- Work item: Return the lines below that contain "gray".
#### Data records ####
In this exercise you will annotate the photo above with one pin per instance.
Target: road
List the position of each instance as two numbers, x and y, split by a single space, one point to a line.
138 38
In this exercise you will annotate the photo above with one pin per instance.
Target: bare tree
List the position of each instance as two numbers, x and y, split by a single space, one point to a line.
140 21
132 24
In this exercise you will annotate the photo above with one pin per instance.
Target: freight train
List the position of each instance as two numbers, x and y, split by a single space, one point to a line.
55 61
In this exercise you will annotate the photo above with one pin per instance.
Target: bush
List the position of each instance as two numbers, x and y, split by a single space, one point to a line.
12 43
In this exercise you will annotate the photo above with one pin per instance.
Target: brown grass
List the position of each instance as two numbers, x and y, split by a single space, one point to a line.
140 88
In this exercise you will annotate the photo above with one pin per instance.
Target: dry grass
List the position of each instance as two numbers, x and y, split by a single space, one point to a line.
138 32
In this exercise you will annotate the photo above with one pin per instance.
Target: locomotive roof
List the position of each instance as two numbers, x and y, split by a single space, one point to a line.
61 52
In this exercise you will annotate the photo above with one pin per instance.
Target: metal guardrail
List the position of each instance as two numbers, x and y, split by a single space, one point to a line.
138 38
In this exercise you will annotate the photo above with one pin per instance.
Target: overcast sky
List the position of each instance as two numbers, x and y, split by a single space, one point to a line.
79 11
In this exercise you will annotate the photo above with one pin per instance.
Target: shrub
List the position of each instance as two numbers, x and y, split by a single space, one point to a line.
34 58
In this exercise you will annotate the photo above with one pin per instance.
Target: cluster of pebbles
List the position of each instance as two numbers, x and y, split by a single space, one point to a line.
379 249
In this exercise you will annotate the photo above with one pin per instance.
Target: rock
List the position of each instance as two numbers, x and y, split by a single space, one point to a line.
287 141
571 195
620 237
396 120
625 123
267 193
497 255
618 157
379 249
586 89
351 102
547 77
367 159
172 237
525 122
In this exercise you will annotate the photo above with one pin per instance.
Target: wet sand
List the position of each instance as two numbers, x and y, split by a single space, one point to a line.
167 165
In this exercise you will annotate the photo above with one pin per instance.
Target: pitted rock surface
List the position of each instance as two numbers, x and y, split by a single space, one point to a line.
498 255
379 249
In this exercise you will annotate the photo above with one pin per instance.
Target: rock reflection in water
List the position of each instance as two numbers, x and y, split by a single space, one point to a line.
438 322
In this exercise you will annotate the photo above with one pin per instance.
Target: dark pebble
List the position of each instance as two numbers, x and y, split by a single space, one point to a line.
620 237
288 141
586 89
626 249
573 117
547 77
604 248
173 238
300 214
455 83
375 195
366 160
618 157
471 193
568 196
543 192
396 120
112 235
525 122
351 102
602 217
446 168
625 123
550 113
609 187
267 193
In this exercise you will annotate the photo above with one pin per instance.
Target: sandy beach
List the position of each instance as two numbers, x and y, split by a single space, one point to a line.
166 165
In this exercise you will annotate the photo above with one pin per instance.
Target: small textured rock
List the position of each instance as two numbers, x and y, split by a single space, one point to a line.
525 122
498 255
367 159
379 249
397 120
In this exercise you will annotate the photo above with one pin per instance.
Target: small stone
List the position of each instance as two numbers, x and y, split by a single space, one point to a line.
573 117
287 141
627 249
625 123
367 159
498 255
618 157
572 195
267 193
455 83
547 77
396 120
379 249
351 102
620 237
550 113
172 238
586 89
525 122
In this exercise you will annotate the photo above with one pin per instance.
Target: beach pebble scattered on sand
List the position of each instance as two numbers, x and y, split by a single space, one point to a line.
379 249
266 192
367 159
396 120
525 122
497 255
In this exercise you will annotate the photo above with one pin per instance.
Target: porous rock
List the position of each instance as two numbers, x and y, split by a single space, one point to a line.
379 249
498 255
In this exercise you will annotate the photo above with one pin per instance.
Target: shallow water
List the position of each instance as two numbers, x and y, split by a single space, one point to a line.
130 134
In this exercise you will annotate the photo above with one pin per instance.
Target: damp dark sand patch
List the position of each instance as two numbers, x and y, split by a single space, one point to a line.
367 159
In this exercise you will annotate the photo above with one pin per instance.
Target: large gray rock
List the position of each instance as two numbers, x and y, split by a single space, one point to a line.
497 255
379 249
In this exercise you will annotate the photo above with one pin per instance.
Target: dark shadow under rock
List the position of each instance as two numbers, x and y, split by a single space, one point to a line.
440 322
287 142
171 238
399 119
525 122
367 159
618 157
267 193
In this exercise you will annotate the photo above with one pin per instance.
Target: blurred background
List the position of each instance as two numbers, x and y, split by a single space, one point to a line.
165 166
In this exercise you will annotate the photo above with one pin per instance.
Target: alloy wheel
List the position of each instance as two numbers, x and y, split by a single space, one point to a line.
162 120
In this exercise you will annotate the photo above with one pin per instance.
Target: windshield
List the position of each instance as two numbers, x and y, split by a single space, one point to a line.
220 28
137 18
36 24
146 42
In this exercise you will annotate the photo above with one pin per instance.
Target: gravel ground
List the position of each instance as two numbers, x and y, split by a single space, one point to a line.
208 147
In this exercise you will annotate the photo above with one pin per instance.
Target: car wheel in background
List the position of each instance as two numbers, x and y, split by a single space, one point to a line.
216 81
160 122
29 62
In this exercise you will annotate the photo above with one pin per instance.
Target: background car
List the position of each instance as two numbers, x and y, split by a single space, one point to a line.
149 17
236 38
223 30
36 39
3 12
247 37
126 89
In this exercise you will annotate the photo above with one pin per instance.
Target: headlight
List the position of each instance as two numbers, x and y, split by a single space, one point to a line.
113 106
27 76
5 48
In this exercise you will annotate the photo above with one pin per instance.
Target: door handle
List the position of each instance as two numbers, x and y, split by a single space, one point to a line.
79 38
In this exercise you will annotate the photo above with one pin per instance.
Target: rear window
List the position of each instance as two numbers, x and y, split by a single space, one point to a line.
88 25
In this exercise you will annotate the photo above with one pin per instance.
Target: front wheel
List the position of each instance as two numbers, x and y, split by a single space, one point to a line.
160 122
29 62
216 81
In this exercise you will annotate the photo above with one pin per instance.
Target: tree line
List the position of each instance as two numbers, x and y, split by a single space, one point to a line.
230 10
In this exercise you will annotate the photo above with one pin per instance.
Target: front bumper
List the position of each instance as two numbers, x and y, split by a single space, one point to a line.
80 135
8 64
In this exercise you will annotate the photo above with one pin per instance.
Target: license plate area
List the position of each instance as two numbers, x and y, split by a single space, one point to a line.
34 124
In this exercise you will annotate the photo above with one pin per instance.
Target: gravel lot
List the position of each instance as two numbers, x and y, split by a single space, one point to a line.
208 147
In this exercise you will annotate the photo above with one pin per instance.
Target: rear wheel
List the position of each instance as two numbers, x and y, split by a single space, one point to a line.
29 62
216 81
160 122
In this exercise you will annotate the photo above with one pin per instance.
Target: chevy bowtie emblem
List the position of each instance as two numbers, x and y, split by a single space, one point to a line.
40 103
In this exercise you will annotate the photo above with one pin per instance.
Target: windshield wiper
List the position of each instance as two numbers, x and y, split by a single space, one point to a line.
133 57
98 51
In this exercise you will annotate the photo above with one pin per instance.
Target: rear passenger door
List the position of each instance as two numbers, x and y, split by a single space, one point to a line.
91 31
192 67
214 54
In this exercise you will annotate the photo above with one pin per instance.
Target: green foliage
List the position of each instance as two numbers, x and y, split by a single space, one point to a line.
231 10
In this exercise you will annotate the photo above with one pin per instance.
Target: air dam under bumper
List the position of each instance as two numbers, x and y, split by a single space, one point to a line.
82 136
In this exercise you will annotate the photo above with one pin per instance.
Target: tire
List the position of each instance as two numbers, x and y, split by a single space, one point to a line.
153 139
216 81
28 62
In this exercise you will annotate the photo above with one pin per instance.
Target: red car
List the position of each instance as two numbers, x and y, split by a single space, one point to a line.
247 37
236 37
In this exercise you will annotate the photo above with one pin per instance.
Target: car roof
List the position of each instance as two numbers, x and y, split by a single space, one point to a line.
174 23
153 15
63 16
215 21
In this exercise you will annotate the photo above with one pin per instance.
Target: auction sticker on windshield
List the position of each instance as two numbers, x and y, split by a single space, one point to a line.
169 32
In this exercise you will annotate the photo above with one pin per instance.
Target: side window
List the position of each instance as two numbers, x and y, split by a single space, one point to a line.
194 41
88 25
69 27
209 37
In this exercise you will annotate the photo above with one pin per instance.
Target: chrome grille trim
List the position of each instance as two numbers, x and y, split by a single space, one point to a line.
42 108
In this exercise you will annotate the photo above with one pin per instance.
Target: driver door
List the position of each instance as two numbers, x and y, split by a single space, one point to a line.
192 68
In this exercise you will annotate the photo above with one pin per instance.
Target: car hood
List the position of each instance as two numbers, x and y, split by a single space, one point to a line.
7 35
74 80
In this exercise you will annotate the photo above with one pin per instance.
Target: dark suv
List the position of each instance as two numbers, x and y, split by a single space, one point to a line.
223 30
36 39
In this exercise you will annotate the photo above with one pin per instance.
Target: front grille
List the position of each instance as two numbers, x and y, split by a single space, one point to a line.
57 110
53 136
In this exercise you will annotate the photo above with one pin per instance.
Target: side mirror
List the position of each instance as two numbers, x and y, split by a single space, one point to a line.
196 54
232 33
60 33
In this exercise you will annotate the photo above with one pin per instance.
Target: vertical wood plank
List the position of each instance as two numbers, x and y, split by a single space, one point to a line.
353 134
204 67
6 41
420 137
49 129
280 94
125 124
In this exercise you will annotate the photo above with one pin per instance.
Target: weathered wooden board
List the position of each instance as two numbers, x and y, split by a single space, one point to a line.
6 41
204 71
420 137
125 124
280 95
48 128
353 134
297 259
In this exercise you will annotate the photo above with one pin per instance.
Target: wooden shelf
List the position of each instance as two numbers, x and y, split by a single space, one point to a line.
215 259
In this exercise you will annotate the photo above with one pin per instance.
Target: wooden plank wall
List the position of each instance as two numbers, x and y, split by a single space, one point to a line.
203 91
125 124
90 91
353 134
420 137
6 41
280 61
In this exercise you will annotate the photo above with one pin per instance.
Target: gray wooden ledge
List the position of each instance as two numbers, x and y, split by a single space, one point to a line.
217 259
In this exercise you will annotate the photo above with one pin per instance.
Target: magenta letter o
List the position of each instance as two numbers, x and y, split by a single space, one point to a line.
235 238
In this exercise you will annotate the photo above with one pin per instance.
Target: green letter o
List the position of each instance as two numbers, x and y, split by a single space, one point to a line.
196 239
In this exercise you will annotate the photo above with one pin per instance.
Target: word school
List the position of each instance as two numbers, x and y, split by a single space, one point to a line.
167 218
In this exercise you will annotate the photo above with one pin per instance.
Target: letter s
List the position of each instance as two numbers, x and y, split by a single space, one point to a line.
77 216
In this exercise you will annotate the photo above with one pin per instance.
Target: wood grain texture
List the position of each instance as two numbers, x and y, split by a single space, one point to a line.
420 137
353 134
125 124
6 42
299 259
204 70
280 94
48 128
####
- Exercise solution:
Target: large gray rock
Target: gray wooden ledge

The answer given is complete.